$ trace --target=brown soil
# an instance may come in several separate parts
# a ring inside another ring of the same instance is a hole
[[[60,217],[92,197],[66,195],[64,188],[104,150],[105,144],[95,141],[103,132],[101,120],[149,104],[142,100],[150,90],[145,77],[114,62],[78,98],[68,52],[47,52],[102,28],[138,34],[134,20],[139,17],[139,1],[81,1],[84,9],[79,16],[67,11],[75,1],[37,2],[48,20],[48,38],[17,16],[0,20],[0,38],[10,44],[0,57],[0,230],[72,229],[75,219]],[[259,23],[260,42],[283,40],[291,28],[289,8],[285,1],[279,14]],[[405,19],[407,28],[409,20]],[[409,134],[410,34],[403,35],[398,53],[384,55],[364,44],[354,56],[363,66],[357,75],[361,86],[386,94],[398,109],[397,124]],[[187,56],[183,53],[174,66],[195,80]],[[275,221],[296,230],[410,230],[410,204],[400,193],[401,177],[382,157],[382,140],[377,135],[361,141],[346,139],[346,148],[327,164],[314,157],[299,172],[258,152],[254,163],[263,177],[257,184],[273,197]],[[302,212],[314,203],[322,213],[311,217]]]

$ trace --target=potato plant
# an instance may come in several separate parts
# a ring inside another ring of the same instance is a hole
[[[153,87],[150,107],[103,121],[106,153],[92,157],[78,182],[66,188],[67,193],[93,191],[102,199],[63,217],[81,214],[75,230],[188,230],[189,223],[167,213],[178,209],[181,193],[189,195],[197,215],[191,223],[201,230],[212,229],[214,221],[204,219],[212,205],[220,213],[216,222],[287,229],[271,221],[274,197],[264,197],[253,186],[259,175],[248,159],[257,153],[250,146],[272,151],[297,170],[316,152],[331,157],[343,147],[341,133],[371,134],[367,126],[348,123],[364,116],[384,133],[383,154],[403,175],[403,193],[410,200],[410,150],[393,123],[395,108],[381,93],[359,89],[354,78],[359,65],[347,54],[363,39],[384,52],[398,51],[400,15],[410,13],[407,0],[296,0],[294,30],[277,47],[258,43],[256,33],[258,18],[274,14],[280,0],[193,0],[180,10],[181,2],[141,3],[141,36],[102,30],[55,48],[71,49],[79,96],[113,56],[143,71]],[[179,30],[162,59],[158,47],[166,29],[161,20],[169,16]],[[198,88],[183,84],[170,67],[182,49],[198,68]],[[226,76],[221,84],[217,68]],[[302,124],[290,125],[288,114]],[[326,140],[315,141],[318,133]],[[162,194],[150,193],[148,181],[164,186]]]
* * * * * * * * *
■ SET TASK:
Copy every line of the material above without changing anything.

■ RESULT:
$ trace --target=brown soil
# an instance may come in several separate parts
# a ring inside another ring of the same instance is a hole
[[[60,217],[92,197],[66,195],[64,188],[104,150],[105,144],[95,141],[103,132],[101,120],[149,104],[142,100],[150,90],[145,77],[114,62],[78,98],[68,52],[47,52],[102,28],[138,34],[134,20],[139,17],[139,1],[81,1],[84,9],[79,16],[67,11],[75,1],[37,2],[48,20],[48,38],[17,16],[0,20],[0,38],[10,44],[0,57],[0,230],[72,229],[75,219]],[[259,23],[260,42],[283,40],[291,28],[289,8],[285,1],[279,14]],[[405,19],[407,28],[409,20]],[[409,134],[410,34],[403,35],[398,53],[384,55],[364,44],[354,56],[363,66],[357,75],[361,86],[386,94],[398,109],[397,124]],[[187,56],[183,53],[174,66],[195,80]],[[275,221],[296,230],[410,230],[410,204],[400,193],[401,177],[382,157],[382,140],[377,135],[361,141],[346,139],[346,148],[327,164],[314,157],[299,172],[258,152],[254,163],[263,177],[257,184],[273,197]],[[302,212],[314,203],[322,213],[311,217]]]

$ trace --target=potato plant
# an instance may come in several separate parts
# a ring inside another ring of the same instance is a hole
[[[153,87],[150,107],[103,121],[106,153],[92,157],[78,182],[66,188],[67,193],[93,191],[102,199],[63,217],[81,214],[75,230],[188,230],[189,223],[167,213],[178,209],[181,193],[189,195],[197,215],[191,223],[201,230],[212,229],[214,221],[204,219],[212,205],[220,213],[216,222],[287,229],[271,221],[274,197],[264,197],[253,186],[259,175],[248,159],[257,153],[250,146],[272,151],[297,170],[316,152],[331,157],[343,147],[341,133],[371,134],[367,126],[348,123],[364,116],[384,133],[383,154],[403,175],[403,193],[410,200],[410,150],[393,123],[395,108],[381,93],[359,89],[354,78],[359,65],[347,54],[363,39],[384,52],[398,51],[400,15],[410,13],[407,0],[296,0],[294,30],[277,47],[258,43],[256,33],[258,18],[274,14],[280,0],[193,0],[180,10],[181,2],[141,3],[141,36],[102,30],[55,48],[71,49],[79,96],[113,56],[143,71]],[[179,30],[162,59],[158,47],[166,29],[161,20],[169,16]],[[198,88],[183,84],[170,67],[182,49],[198,68]],[[226,76],[221,84],[217,68]],[[302,124],[290,125],[288,114]],[[326,140],[315,141],[318,133]],[[162,194],[150,193],[148,181],[164,186]]]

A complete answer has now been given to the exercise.